PROBLEM DETAILS:
Transcribe each line exactly.

SUPPLIED DATA:
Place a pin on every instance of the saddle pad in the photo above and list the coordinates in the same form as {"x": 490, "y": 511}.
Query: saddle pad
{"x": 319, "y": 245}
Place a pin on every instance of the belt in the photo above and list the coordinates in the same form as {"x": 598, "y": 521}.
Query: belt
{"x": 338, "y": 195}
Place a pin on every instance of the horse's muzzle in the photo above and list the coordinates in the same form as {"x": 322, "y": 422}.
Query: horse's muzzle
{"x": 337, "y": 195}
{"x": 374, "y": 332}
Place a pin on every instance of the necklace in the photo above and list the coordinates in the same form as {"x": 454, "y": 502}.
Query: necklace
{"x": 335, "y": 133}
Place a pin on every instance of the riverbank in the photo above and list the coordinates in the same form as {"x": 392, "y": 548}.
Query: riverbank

ANSWER FOR THIS EXERCISE:
Place a pin on every instance of the saddle pad in the photo above and list the coordinates in the same form as {"x": 490, "y": 511}.
Query: saddle pad
{"x": 319, "y": 245}
Place a pin on every instance of the belt in the photo above and list the coordinates in the same form as {"x": 598, "y": 521}.
Query: belt
{"x": 338, "y": 195}
Place a pin on every instance of the horse's muzzle in the photo above and list the coordinates in the same form as {"x": 322, "y": 422}.
Query: horse's muzzle
{"x": 337, "y": 195}
{"x": 374, "y": 332}
Place a pin on every instance of the necklace in the photo above and list the coordinates in the same form as {"x": 454, "y": 502}.
Query: necklace
{"x": 335, "y": 133}
Place a pin on every instance of the riverbank in the photo above and list the coordinates in the same form as {"x": 392, "y": 548}.
Query: riverbank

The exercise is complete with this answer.